▶ TASK REQUIREMENTS: Quote each of the rows below verbatim, character for character.
-- Start DATASET CONTENT --
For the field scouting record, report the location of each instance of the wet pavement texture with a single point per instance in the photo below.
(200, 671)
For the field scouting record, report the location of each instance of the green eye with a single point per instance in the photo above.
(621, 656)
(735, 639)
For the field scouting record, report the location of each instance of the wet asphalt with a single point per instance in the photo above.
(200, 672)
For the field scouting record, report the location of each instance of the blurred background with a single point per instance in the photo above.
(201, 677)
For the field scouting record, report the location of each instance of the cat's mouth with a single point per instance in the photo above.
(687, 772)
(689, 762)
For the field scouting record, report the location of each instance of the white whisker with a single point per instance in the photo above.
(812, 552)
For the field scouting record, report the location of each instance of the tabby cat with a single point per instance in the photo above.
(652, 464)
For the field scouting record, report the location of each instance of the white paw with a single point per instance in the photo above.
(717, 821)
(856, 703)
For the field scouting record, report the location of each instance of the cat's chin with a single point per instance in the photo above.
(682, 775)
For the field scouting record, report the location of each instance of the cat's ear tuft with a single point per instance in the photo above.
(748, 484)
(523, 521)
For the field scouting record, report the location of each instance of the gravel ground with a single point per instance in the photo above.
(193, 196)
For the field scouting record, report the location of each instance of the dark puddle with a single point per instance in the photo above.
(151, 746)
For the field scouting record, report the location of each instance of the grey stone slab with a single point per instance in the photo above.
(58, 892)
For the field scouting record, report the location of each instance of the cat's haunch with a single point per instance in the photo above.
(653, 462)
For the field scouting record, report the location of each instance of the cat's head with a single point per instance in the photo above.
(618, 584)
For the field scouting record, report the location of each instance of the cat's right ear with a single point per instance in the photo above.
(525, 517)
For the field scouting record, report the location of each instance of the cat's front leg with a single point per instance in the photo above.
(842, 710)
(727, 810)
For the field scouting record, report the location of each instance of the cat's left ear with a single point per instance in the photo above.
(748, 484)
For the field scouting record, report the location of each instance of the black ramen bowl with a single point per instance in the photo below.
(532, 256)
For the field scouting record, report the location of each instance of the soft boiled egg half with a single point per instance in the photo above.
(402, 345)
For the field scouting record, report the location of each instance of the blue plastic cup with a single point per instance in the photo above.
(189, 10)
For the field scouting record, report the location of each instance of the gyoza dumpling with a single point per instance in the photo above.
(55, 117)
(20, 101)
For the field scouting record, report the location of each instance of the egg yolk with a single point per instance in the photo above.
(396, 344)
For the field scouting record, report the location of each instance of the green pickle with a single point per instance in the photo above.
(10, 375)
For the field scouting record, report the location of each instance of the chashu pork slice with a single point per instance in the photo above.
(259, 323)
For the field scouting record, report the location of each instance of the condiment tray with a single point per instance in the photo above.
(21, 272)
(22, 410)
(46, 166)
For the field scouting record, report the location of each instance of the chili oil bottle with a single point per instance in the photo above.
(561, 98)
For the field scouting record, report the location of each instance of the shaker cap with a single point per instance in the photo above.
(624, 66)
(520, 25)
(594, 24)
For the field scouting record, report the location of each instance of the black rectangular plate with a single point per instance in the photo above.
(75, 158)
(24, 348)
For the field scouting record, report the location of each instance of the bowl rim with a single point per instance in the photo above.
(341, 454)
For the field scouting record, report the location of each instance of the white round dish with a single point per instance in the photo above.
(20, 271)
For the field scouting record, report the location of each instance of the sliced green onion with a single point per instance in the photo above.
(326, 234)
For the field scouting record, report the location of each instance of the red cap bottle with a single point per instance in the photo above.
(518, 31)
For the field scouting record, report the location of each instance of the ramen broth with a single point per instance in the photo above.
-- End DATASET CONTENT --
▶ TASK SOLUTION:
For the field scouting record, report the location of each instance of the wet pavement texture with a single point per instance in the photo below.
(200, 671)
For the field scouting record, report the location of each instance of the green eye with a single point per instance in the photo above.
(621, 656)
(735, 639)
For the field scouting record, report the location of each instance of the wet asphalt with a single point per instance in the photo above.
(200, 672)
For the field scouting record, report the location of each instance of the blurred background with a single point per instance in the photo above.
(201, 677)
For the field scouting record, report the location of each instance of the cat's mouth with a single point per instance in the photo above.
(687, 772)
(689, 762)
For the field scouting record, report the location of each instance of the white whisker with a single point per instance in the photo above.
(812, 552)
For the field scouting record, report the location of each instance of the tabby cat with a single point per instance in the photo above.
(652, 464)
For the field scouting record, report the location of each instance of the white paw with a single point per instance in the photo above.
(717, 821)
(856, 703)
For the field scouting record, report the location of each instance of the cat's chin with a single point per instance in the photo above.
(682, 775)
For the field scouting record, report the location of each instance of the cat's ear tuft with a single point per instance in the photo above.
(748, 484)
(523, 521)
For the field scouting record, report the location of each instance of the gravel ground with a single point per instance in the photo above.
(193, 196)
For the field scouting record, report the location of each instance of the dark puddle with a single point per instance in the photo above.
(151, 746)
For the field scouting record, report the location of each instance of the grey stone slab with a single point per instance in the photo above.
(58, 892)
For the field scouting record, report the location of each instance of the cat's haunch with a single point per instance in the photo above.
(653, 462)
For the field scouting record, report the location of each instance of the cat's head with a single point per instance in the photo above.
(618, 584)
For the field scouting record, report the location of each instance of the cat's right ear with a single point per instance in the photo above.
(525, 517)
For the field scouting record, report the location of each instance of the cat's front leg with a single point per instance in the photo above.
(842, 710)
(727, 810)
For the field scouting record, report the location of each instance of the cat's left ear with a single point per instance in the photo above.
(748, 484)
For the field scouting record, report the location of each instance of the black ramen bowl with a single point per instance in the photo below.
(532, 256)
For the field scouting record, report the location of each instance of the soft boiled egg half with a single point per instance in the photo above.
(402, 345)
For the field scouting record, report the location of each instance of the blue plastic cup with a single point per instance in the photo above.
(189, 10)
For the field scouting record, report the location of each instance of the gyoza dumpling with a single point per instance in the photo above.
(55, 117)
(20, 101)
For the field scouting record, report the location of each instance of the egg yolk with a single point per instance in the photo above.
(396, 344)
For the field scouting record, report the location of each instance of the green pickle with a single point per instance in the photo above.
(10, 375)
For the field scouting record, report the location of each instance of the chashu pork slice with a single point per instance in the photo above.
(259, 323)
For the field scouting record, report the location of each instance of the condiment tray with a single point per instance in the photo above.
(21, 272)
(22, 410)
(46, 166)
For the field scouting record, report the location of each instance of the chili oil bottle with a single point per instance in the photo above.
(561, 98)
For the field scouting record, report the location of each instance of the shaker cap with a single point per instance in the photo above.
(624, 66)
(520, 25)
(594, 24)
For the field scouting record, report the location of each instance of the black rectangular plate with a single point per instance in the photo above.
(75, 158)
(24, 348)
For the field scouting record, report the location of each instance of the bowl rim with a single point per instance in the photo above.
(341, 454)
For the field scouting record, report the location of each instance of the white round dish with a single point per instance in the photo above.
(20, 271)
For the field scouting record, report the location of each instance of the sliced green onion with a single point per instance in the photo above.
(326, 234)
For the field scouting record, report the location of each instance of the red cap bottle with a single point per instance in the photo above.
(518, 31)
For the field scouting record, report the location of each instance of the ramen broth with a single point per instance in the photo above.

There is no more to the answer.